__Available records__:
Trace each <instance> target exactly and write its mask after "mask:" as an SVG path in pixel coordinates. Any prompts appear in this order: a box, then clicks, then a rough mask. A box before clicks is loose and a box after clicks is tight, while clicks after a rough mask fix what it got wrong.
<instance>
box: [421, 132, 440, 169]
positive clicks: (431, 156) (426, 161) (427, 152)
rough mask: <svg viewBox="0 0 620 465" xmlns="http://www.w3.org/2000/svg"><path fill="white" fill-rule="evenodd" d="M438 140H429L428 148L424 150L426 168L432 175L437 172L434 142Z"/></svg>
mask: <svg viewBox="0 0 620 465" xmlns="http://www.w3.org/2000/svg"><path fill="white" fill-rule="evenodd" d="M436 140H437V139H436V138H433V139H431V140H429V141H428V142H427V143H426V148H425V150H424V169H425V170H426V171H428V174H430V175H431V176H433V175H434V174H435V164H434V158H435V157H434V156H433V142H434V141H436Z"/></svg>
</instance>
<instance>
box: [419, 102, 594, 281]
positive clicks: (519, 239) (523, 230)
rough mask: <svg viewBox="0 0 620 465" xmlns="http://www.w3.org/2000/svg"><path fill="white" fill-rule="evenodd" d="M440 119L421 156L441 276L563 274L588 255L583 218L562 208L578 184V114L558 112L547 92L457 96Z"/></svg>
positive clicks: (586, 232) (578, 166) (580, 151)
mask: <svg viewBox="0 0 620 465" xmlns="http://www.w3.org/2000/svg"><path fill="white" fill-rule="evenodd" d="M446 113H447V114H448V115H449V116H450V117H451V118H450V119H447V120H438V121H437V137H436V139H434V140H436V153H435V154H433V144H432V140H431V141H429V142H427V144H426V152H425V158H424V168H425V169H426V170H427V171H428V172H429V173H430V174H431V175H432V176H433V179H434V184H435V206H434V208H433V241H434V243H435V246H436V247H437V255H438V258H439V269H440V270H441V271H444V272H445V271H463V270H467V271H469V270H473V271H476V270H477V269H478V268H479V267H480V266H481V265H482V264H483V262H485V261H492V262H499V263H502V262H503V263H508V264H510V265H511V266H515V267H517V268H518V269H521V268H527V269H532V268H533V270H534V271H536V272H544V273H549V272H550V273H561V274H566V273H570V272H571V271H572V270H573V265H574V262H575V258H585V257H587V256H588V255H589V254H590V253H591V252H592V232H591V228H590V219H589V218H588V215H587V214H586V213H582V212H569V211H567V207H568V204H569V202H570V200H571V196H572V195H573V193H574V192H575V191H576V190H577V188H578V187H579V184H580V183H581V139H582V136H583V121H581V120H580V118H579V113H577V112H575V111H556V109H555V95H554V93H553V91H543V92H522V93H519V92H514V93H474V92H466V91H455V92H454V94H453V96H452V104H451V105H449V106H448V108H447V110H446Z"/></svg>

__What to work on__: Starting from the first line of the records above, retype each line exactly up to and including the one that contains "positive clicks: (431, 156)", and nothing more.

__Solution to this exercise__:
Trace each <instance> target exactly and write its mask after "mask:" as an SVG path in pixel coordinates. Any prompts appear in this order: a box, then clicks, then a rough mask. A box before clicks is loose and a box after clicks is tight, while clicks after a rough mask fix what it got wrong.
<instance>
box: [421, 132, 440, 169]
positive clicks: (431, 156) (426, 161) (427, 152)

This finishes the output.